[Collection entries]

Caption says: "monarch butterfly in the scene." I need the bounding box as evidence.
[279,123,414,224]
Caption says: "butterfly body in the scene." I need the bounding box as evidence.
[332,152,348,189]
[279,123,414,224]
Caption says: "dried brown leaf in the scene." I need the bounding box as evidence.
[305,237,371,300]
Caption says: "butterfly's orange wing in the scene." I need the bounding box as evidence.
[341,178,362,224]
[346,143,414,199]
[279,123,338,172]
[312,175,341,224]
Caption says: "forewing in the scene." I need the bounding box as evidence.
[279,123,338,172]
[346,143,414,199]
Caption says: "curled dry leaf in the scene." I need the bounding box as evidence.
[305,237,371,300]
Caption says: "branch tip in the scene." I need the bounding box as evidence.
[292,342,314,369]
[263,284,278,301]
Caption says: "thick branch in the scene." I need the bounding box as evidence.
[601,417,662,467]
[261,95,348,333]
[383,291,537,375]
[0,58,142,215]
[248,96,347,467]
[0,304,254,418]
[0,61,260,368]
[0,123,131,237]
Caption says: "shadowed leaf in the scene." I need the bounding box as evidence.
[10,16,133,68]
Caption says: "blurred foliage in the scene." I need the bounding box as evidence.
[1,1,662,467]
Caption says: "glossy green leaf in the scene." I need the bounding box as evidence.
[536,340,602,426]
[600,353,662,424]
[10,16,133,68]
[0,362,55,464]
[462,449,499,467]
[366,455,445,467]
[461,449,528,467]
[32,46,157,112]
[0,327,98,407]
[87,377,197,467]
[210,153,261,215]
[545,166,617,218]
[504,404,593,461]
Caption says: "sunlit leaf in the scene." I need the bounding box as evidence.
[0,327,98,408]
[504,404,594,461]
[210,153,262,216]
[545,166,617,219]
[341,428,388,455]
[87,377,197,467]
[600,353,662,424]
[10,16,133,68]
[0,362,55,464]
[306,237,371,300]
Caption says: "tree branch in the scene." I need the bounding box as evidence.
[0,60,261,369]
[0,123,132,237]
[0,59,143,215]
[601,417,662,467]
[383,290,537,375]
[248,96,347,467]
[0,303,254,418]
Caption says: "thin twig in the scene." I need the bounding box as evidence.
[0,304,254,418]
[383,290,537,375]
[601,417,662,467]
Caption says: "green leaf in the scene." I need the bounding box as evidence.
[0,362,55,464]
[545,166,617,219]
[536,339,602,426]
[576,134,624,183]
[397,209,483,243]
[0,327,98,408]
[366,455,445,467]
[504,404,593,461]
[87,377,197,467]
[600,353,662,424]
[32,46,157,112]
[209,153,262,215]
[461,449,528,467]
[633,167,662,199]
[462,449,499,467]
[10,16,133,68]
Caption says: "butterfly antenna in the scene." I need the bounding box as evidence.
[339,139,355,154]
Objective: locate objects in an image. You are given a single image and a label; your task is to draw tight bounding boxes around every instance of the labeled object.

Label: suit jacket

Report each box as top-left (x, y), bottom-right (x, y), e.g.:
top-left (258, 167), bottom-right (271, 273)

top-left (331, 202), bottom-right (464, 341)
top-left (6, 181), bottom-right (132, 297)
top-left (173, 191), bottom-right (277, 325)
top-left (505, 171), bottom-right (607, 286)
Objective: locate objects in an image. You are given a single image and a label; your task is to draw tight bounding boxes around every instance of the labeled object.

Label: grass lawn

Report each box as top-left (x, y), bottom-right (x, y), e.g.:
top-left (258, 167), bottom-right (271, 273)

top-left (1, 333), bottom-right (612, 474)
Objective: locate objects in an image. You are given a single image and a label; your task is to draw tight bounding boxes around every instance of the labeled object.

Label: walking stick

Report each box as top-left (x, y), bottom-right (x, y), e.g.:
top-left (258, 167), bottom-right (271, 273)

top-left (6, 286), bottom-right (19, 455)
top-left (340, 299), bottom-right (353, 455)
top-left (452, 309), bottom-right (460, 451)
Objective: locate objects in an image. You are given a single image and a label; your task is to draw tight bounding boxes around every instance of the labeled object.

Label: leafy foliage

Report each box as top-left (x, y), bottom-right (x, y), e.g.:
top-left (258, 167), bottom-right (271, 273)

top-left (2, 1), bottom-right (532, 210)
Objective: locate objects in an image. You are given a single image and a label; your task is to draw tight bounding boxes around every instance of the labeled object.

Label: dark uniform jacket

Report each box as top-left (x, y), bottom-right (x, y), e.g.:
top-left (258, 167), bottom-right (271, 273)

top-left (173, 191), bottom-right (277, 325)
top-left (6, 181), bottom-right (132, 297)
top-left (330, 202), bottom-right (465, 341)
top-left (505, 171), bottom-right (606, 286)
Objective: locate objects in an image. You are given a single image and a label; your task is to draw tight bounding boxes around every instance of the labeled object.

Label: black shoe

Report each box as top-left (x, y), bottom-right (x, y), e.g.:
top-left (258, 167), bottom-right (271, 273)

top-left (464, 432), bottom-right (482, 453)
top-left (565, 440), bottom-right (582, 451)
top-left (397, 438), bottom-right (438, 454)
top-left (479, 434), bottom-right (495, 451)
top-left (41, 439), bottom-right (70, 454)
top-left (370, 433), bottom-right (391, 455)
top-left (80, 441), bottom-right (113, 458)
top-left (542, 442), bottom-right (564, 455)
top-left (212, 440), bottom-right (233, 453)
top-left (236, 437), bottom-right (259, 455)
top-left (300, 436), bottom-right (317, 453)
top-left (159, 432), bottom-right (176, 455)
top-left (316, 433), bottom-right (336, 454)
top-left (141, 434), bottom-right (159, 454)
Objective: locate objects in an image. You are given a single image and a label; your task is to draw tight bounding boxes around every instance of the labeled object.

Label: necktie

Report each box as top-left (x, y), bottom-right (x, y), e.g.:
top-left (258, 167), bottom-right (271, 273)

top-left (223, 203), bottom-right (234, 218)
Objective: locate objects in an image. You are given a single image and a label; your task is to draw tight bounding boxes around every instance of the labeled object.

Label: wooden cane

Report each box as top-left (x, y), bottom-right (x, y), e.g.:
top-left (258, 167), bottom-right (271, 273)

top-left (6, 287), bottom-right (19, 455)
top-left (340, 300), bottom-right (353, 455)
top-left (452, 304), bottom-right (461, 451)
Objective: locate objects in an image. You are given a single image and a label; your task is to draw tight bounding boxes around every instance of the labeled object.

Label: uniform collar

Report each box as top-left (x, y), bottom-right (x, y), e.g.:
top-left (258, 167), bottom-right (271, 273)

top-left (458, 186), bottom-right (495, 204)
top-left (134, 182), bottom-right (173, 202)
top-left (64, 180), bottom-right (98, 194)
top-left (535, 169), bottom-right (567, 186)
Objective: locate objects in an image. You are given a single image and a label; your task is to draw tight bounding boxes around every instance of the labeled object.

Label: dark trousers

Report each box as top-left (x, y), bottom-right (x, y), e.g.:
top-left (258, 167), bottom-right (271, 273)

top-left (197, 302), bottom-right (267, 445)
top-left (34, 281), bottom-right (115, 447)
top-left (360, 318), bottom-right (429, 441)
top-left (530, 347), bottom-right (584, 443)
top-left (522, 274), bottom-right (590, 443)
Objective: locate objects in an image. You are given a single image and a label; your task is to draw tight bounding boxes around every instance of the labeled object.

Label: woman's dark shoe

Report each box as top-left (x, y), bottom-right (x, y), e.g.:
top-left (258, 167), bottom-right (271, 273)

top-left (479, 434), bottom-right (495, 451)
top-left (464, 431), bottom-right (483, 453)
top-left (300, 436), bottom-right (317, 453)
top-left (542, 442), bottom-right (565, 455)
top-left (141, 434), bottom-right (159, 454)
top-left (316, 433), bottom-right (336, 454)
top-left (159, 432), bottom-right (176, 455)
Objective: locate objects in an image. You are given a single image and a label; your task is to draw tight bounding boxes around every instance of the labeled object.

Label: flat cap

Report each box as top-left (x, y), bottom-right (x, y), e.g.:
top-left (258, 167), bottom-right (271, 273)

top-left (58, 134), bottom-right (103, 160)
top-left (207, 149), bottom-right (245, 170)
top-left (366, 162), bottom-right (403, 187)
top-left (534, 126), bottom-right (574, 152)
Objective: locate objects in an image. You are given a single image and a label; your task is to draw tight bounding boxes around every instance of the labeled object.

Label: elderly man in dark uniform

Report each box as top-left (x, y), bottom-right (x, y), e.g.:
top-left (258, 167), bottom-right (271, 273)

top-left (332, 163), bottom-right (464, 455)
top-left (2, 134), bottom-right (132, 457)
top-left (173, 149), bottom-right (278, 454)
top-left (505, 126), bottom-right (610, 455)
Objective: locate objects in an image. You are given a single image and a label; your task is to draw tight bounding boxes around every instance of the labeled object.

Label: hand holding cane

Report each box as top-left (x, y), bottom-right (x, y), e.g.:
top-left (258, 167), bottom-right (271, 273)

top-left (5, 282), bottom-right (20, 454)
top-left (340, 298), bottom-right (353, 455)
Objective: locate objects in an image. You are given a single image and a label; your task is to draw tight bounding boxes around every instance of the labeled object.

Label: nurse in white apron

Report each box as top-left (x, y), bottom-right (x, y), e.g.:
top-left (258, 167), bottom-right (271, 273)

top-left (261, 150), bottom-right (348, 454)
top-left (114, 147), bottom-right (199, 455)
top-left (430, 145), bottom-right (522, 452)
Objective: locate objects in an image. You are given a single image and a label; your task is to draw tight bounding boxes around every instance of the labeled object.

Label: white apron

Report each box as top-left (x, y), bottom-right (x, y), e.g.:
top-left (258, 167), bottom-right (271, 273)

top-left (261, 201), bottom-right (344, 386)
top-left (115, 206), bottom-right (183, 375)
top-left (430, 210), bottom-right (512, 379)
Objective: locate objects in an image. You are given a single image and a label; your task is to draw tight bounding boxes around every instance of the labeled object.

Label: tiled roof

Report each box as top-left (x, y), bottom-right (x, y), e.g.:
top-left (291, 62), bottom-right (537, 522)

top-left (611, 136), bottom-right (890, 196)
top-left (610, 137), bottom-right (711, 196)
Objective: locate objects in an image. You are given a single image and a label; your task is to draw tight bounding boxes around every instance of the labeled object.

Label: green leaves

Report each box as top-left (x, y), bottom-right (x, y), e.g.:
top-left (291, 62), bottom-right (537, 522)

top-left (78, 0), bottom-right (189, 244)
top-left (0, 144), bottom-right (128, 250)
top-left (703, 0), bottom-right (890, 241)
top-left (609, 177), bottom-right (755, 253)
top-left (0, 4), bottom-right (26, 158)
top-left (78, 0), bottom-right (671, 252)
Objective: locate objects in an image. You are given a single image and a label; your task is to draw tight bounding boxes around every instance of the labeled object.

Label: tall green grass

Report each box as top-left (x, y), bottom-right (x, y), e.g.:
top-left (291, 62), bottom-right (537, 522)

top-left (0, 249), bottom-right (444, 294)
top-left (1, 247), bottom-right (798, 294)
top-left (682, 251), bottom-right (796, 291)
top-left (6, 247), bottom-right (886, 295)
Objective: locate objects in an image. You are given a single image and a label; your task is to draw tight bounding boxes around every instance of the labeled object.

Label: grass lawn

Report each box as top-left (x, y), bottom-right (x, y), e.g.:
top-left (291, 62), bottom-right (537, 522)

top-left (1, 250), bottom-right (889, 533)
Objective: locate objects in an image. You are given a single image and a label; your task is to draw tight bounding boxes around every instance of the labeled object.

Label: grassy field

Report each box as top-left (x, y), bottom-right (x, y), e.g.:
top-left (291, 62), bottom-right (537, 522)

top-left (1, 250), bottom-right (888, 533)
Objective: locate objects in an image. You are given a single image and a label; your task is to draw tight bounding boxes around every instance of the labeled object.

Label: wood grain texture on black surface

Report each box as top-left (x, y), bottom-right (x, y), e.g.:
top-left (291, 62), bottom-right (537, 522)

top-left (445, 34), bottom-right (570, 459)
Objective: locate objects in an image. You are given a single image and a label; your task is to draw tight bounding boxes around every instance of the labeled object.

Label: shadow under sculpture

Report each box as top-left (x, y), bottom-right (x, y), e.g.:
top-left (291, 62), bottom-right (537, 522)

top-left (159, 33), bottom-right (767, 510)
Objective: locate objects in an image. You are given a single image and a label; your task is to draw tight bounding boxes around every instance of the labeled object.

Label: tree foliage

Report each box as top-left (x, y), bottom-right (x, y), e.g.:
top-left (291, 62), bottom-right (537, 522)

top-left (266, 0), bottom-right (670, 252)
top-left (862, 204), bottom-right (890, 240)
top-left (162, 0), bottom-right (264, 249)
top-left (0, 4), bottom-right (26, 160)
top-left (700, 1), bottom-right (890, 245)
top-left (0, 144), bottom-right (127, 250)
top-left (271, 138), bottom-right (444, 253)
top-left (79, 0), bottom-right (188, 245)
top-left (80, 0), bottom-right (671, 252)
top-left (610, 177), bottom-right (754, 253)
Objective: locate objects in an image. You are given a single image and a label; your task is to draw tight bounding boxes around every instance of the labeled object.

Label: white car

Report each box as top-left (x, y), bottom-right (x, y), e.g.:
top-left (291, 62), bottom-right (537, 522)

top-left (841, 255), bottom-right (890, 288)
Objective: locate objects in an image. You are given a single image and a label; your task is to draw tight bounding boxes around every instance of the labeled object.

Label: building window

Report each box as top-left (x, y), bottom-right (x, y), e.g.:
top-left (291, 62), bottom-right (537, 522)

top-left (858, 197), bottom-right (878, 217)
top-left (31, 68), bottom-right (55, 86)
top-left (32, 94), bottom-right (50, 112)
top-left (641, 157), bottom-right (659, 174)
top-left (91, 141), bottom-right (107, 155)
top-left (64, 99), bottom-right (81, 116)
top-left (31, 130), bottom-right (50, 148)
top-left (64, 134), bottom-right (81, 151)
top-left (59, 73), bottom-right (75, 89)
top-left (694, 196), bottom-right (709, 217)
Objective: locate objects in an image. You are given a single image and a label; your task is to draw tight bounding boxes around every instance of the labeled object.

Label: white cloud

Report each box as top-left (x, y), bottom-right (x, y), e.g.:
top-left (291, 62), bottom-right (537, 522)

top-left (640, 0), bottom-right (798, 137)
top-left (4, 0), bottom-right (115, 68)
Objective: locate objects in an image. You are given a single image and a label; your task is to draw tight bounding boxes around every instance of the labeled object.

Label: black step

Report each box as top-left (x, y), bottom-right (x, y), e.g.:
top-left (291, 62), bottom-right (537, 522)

- **Exercise**
What lines above hold the word "cane"? Pull each one out.

- **Expected answer**
Label: wooden cane
Label: hand holding cane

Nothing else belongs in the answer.